[Work to complete]: Below are some records; quote exactly the lines from the one that contains "the saw palmetto" through the one that contains "of the dense", inclusive, and no others.

========================================

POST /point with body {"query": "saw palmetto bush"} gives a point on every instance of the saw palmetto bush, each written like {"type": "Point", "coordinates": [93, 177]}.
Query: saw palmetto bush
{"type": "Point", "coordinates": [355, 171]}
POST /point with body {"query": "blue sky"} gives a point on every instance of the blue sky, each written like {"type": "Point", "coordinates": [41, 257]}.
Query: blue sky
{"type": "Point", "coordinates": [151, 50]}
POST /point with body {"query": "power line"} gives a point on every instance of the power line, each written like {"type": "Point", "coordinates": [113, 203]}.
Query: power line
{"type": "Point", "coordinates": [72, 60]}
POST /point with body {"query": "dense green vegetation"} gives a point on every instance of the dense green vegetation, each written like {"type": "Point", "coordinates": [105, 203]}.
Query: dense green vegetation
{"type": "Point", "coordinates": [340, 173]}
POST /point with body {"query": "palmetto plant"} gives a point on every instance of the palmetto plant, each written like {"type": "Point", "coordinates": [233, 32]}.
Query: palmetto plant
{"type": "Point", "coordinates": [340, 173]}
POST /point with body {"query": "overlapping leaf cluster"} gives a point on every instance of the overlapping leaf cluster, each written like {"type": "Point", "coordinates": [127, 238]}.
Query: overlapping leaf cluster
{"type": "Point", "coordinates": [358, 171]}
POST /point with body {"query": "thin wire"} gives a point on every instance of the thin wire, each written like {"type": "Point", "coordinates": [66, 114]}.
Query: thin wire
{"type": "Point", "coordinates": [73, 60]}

========================================

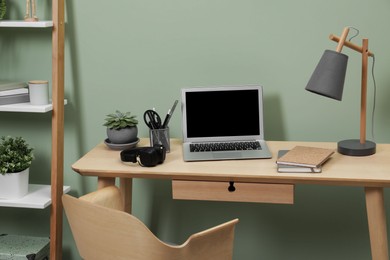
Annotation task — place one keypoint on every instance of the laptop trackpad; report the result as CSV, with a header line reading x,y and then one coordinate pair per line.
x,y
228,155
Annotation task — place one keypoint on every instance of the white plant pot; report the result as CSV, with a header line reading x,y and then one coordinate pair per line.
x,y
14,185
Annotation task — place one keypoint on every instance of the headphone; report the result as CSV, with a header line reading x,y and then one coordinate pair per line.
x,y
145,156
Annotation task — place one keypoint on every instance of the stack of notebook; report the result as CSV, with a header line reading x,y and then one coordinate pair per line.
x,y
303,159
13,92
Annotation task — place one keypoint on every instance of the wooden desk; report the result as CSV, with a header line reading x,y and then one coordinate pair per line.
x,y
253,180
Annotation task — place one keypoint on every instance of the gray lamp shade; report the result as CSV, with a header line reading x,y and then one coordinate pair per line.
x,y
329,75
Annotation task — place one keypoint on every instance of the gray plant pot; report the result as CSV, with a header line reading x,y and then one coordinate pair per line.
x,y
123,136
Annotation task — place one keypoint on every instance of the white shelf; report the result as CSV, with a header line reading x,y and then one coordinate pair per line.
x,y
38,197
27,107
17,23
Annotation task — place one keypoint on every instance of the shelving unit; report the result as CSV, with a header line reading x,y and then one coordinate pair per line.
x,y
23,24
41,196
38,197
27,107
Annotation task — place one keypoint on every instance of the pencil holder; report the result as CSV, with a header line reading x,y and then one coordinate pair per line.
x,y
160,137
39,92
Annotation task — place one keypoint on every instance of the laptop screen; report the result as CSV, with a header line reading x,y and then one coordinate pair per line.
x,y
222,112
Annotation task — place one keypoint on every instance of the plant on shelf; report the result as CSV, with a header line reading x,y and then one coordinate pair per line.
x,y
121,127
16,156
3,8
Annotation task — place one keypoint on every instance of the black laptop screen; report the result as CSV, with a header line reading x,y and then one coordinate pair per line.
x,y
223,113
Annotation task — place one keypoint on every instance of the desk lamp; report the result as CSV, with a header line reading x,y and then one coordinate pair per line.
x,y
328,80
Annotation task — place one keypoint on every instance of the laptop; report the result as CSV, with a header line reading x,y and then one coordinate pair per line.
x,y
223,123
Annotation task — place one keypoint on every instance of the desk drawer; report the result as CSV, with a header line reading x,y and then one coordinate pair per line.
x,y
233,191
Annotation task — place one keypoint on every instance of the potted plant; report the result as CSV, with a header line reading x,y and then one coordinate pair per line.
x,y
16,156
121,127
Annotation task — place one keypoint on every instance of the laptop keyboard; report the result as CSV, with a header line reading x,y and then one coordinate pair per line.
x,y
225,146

========================================

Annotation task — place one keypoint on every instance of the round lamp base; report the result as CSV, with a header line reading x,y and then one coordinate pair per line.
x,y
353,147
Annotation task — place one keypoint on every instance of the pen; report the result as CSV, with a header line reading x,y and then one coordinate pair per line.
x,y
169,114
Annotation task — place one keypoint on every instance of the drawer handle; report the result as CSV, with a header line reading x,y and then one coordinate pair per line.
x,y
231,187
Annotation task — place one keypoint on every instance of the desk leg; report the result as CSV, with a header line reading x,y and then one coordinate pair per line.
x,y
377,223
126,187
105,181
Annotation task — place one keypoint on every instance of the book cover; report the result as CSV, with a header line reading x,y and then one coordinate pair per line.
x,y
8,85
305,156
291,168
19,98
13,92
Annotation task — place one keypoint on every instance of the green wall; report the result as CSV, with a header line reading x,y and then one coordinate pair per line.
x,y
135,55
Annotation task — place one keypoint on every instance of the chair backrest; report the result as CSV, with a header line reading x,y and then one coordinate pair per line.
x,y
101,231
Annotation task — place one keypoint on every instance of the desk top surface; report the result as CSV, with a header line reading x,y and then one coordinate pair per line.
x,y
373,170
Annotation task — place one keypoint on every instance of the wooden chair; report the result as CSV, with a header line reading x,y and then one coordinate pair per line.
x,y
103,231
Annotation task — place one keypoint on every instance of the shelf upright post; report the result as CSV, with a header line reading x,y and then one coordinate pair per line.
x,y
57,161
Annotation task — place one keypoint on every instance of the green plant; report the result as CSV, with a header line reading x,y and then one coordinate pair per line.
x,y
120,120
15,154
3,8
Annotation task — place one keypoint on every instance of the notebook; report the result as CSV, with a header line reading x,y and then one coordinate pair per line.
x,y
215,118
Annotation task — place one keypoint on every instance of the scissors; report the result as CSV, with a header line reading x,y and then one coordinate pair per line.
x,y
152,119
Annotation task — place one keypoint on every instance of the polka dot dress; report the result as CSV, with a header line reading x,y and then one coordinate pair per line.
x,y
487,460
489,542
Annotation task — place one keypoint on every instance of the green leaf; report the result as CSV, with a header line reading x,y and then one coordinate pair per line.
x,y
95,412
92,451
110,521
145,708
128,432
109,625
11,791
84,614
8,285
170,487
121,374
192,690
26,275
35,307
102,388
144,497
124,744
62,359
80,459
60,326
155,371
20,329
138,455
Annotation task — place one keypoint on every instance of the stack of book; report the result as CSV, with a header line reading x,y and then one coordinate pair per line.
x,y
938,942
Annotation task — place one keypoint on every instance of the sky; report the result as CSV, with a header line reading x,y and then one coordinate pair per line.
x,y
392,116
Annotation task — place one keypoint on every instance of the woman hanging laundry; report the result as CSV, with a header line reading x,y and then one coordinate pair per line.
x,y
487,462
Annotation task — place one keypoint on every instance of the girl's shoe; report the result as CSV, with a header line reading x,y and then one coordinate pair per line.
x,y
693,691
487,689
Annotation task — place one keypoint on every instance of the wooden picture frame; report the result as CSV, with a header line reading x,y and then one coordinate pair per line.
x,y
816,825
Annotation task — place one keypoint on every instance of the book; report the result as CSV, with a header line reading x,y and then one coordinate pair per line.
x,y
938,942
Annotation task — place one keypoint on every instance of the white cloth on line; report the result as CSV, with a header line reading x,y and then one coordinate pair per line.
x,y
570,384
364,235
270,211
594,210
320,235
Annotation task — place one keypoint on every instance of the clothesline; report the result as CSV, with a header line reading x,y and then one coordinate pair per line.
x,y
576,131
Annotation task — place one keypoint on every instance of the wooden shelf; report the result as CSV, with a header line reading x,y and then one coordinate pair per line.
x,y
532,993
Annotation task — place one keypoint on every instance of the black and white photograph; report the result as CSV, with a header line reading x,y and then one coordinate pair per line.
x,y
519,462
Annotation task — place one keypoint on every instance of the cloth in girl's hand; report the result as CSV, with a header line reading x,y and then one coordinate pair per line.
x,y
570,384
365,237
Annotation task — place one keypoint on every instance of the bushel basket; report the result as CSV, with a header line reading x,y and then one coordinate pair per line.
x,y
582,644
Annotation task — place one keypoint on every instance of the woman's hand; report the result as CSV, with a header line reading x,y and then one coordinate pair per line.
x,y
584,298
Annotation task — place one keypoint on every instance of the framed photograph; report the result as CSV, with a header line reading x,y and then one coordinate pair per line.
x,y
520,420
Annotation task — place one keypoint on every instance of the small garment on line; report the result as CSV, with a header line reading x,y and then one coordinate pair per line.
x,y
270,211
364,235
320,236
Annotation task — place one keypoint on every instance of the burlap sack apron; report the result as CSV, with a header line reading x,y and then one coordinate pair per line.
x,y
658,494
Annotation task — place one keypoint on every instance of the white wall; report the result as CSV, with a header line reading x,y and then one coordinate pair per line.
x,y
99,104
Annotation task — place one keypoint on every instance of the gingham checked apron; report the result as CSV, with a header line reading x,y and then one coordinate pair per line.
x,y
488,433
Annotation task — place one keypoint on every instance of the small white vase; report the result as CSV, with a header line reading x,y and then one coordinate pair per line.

========================================

[Response for this exercise]:
POST /point with body {"query": "saw palmetto bush"} gives a point on every instance of the saw palmetto bush, each written like {"type": "Point", "coordinates": [93, 177]}.
Query: saw palmetto bush
{"type": "Point", "coordinates": [355, 171]}
POST /point with body {"query": "blue sky"} gives a point on every instance of the blue sky, each written like {"type": "Point", "coordinates": [41, 257]}.
Query: blue sky
{"type": "Point", "coordinates": [151, 50]}
POST /point with body {"query": "power line"} gives a point on every instance of the power line, each written like {"type": "Point", "coordinates": [113, 203]}.
Query: power line
{"type": "Point", "coordinates": [72, 60]}
POST /point with body {"query": "dense green vegetation"} gives a point on every instance of the dense green vegetation, each written like {"type": "Point", "coordinates": [105, 203]}.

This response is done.